- _WRITTEN TASK_
Render the records as a JSON list of strings, one string per line and blank lines omitted, covering only the stretch from the start of the records through the line containing "top-left (169, 202), bottom-right (237, 230)", with both ends included.

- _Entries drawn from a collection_
++++++++

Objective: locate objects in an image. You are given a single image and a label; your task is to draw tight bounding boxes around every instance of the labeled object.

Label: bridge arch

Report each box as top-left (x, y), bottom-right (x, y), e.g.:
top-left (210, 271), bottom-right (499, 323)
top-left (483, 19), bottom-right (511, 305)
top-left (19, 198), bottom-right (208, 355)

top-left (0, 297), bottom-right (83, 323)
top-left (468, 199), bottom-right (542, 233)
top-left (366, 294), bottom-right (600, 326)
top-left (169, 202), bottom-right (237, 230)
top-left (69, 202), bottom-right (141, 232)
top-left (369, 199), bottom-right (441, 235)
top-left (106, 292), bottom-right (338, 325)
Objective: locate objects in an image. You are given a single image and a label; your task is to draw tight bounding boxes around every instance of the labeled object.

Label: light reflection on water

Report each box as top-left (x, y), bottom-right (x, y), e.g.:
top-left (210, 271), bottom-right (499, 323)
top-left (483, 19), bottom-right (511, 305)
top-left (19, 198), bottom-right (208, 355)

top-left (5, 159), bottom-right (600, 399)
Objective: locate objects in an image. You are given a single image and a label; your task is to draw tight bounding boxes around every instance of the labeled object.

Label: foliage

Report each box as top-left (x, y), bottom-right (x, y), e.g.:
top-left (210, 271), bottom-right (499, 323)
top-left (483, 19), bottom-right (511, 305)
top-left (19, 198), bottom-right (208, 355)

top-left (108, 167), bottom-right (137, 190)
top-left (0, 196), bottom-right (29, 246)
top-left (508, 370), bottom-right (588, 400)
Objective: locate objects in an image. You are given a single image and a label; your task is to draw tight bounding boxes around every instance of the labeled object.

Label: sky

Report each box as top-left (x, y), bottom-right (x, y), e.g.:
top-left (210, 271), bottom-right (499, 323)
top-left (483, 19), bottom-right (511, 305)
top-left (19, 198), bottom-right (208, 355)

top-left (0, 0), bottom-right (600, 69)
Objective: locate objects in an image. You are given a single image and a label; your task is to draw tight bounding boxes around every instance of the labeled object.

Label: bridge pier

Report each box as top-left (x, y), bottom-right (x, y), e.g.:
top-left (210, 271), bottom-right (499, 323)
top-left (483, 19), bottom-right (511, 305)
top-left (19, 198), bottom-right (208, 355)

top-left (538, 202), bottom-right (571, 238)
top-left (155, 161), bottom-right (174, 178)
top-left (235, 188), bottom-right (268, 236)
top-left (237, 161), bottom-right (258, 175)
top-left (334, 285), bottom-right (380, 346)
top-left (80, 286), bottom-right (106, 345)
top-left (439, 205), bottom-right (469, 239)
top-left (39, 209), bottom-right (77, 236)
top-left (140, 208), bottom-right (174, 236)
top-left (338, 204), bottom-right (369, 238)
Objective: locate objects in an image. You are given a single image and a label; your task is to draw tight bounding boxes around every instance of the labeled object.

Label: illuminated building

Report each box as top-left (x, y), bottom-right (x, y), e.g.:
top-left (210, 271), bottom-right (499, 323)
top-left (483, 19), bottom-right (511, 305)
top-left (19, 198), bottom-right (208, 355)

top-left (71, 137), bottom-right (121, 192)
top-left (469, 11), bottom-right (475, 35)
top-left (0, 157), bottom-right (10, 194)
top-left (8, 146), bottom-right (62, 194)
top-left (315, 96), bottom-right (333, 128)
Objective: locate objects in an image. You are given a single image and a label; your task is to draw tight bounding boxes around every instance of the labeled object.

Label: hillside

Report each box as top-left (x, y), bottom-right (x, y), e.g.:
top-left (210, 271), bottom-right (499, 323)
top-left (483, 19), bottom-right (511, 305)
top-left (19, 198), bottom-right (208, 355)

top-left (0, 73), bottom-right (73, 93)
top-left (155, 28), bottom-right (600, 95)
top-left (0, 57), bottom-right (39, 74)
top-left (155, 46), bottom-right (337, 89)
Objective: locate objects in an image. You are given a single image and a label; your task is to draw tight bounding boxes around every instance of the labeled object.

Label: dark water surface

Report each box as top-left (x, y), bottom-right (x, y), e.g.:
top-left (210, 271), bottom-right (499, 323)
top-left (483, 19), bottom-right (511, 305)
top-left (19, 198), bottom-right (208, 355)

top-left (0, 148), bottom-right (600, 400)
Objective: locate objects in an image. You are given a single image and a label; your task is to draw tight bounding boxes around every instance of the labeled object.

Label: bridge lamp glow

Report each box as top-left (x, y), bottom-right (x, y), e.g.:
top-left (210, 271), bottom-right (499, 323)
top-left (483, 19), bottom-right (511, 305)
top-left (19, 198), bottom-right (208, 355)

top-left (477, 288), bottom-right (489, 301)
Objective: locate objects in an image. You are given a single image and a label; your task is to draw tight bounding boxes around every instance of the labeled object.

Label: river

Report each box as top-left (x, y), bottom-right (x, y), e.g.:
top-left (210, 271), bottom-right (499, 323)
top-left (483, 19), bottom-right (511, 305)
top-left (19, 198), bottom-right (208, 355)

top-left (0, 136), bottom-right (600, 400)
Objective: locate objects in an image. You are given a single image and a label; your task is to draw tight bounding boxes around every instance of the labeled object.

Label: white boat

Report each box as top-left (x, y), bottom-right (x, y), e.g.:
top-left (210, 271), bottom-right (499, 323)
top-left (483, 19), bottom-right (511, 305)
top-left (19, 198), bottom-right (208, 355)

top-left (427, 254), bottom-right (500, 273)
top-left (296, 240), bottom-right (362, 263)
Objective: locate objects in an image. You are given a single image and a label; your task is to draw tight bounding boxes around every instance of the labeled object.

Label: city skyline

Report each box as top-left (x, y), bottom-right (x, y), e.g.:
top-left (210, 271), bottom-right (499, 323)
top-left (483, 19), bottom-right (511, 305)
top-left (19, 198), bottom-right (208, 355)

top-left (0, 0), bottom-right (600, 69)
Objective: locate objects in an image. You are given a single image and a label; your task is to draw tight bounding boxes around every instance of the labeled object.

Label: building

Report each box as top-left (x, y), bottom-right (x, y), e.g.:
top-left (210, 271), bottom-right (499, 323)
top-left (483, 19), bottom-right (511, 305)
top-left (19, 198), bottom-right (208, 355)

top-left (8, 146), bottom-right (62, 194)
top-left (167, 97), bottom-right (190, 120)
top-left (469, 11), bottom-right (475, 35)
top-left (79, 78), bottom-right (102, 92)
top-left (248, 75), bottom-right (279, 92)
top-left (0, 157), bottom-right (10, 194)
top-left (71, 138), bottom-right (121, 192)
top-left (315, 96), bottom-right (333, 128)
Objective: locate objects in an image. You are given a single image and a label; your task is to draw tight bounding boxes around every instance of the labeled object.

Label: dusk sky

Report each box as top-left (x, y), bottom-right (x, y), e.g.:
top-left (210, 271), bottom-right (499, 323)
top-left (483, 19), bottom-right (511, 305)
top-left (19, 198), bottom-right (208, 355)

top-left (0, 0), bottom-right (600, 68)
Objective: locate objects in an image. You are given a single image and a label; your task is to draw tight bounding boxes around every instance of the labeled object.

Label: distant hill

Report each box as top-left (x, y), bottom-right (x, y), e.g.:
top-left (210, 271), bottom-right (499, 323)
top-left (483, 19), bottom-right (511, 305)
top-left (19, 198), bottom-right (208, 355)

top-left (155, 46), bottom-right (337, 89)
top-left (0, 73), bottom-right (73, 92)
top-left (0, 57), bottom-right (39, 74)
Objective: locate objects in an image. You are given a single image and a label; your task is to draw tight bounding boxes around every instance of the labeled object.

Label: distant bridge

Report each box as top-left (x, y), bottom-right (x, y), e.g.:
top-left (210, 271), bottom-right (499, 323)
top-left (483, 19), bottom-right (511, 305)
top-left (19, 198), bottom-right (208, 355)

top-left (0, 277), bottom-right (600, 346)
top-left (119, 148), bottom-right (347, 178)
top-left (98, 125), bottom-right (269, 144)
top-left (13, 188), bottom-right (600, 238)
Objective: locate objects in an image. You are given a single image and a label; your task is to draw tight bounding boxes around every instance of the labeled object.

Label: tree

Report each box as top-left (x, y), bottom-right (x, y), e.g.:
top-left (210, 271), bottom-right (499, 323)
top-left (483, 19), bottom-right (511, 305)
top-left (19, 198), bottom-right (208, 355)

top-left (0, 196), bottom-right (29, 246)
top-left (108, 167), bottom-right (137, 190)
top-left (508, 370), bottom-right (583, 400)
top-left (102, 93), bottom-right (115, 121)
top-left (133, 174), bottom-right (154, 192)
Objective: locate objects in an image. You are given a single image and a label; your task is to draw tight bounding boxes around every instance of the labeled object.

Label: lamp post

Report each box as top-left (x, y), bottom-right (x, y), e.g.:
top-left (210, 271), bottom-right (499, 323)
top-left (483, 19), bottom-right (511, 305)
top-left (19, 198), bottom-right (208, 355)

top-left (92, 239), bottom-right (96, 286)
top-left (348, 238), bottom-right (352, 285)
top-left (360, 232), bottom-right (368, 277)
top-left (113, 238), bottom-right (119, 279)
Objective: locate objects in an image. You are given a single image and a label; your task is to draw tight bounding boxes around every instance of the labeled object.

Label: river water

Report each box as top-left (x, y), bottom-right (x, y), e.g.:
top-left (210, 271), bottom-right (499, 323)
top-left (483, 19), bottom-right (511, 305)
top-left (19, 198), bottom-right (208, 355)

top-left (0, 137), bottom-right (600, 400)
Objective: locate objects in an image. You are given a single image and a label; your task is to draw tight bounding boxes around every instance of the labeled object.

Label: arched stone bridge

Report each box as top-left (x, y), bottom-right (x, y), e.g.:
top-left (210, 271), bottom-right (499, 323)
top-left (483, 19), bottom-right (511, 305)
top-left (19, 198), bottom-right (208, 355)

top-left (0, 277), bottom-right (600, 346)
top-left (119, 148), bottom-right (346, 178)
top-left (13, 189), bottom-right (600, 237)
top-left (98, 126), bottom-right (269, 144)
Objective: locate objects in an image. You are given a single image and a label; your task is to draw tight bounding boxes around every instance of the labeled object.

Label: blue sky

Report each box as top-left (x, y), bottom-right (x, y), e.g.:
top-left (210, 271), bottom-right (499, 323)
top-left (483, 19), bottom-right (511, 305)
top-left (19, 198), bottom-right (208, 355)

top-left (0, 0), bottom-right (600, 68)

++++++++

- _FULL SOLUTION_
[
  "Objective: locate objects in an image. You are given a single image and a label; your task is to draw tight bounding boxes around every instance of the labeled object.",
  "Label: bridge arch",
  "Report each box as top-left (x, y), bottom-right (x, y), e.g.:",
  "top-left (210, 271), bottom-right (499, 323)",
  "top-left (483, 19), bottom-right (511, 305)",
  "top-left (19, 198), bottom-right (208, 355)",
  "top-left (0, 297), bottom-right (83, 323)",
  "top-left (468, 199), bottom-right (542, 233)",
  "top-left (366, 294), bottom-right (600, 326)",
  "top-left (169, 202), bottom-right (237, 230)"
]